# Text excerpt
######

And you see how much left there is to do in terms of accounting for variables, and accounting for observations that are possible, but just may not be accessible now, in order to increase your certainty about something. And so it just leaves you very intellectually humble. And our students have a similar experience. My understanding with fact checkers is there's business issue that has occurred with fact checkers, where they'll experience disillusionment.
They'll do so much fact checking, and they do the work of trying to find evidence to prove or disprove something, and they'll see those spaces in between, those epistemic gaps between what we know in quote unquote, what we know in that we're able to find evidence or something, and what we don't actually know, because we don't see evidence for, but we just want to make this assumption. And it's very depressing and disillusioning, but at the society library, it's such a positive experience. Our many students across different universities have said it gives them a new site to do our exercises. The logical deconstruction of media, they say like, they have a new mind, a new site, a new vision for seeing knowledge and seeing the gaps in spaces of it because they're literally being asked to take these artifacts and deconstruct them and then put them in a map where it's easy to see the spaces and the depth of strings and things like that.
And so I feel really positive about this level of uncertainty, of course, I'm just a human with a mind and sometimes certain people pop up and I'll make a judgment about something, but in general, I'm deeply comfortable with not knowing. And sometimes I feel a little bit guilty for my epistemic stance on things, because there's so many people who care very passionately about a specific political or social domain, and there's an art to making them understand that you perceive what they're saying, and appreciate that it could be true, and sometimes this isn't always invited, but when it is invited to just offer, hey, there's things missing though in what you're arguing, and what's particularly offensive, I would say is when you're talking with experts and you're just pointing out the flaws in their reasoning, and it's in earnest to try and say, listen, we need these premises to be verified in order for this conclusion that you really want, we understand, and I know it's difficult because you've been in this field for so long and you haven't been trained in formalizing arguments, so you don't realize that your actual logic is not fully fleshed out, it's somewhat fallacious. It's a strange position to be in, because I'm deeply comfortable with uncertainty and yet sometimes deeply uncomfortable with trying to share that uncertainty with others. Yeah, it's funny because I harp on ad nauseam about this science fiction noveltte I wrote in 2017, called An Oral History of the End of Reality, about deep fakes and the loss of what York University philosopher Regina Rini, I later learned called the epistemic backstop of our confidence in recorded media.
Like we live in this world in which Micah Deagle coins this term, Synthography, I like that. So we've got, and then somebody else got the website and he was all chapped about it rightly, but yeah, we live in a world where, and this is, I've explored in the show a lot, I will be exploring a lot, I know in writings and conversations to come, but because it kind of spill over from the virtual into the real, and imagine that living in the Bay Area, it's substantially more palpable for you than it is for me here in Santa Fe, because I walked out of, like when I came out to the Perali Conference in January, the one that you were like, why wasn't I there? I hosted the unofficial after party, because my house was right there, right next door. Like how did I not hear about this?

######

# Set problem 1
Extract word for word the part of the transcript about uncertainty and fact checking that opens with the words containing "Like we live" and closes with "hear about this?".
# Set problem 2
Write what comes next in the transcript about uncertainty and fact checking, picking up right after its final sentence.
The material after this point is separate from the transcript about uncertainty and fact checking.

# Source excerpt
######

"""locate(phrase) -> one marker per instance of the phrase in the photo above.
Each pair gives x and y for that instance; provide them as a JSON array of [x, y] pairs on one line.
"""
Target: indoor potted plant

######

# Final answer 1
Like we live in this world in which Micah Deagle coins this term, Synthography, I like that. So we've got, and then somebody else got the website and he was all chapped about it rightly, but yeah, we live in a world where, and this is, I've explored in the show a lot, I will be exploring a lot, I know in writings and conversations to come, but because it kind of spill over from the virtual into the real, and imagine that living in the Bay Area, it's substantially more palpable for you than it is for me here in Santa Fe, because I walked out of, like when I came out to the Perali Conference in January, the one that you were like, why wasn't I there? I hosted the unofficial after party, because my house was right there, right next door. Like how did I not hear about this?

# Final answer 2
And so I hosted the unofficial after party. You were there in spirit for sure, and it was amazing, it was a miracle that I got out of Santa Fe, like with the kids. But the robot arm making people's espressos in the airport terminal. And I was like, okay, we've reached, we're here.
Like we're down, like okay, fold your arms over your chest and go down the water slide, whatever shit talking, I was doing to Ray Kurtz-Wiehl for the last 12 years. The fact of it is that this thing has a momentum and agency, the technosphere of its own, and part of that agency appears to be a blurring of the boundaries between what we have physically sensed. It's the bedrock of the project of modernism, right? In the sense that like, if you're a rational, natural philosopher, scientist, you go out in nature, you use your five senses in quotes there, and you deduce things.
And yet here we are, and I wanna, have I talked to you about Stephanie Lepp? I'm not sure, but I know Stephanie Lepp. Yeah, like I really feel like the three of us would be great in conversation at some point. Stephanie's out there being like, okay, why don't we use deep fakes to push a narrative that everyone knows is fake, but we all wanna see happen.
We wanna see Brett Kavanaugh apologize. So like, why not just put it there, and then maybe he'll see it and get inspired to man up and do the actual thing. And I don't know, I guess what I'm getting at is that I just have immense respect for your position on epistemic humility, because I don't know how else we're gonna navigate what we're going through right now. And I would love to hear you speak to how you feel that the Society of Library is confronting this fact.
Yeah, so the world is moving forward, and it's moving forward with stories. And I think I'm not sure if this is the precise thesis of Noah Yewal Harari's sapiens, but we're strongly motivated and self-organizing through myths and stories and ideas. And so I think that today we're still experiencing that. There are still pieces of media that move us forward, myths that move us forward.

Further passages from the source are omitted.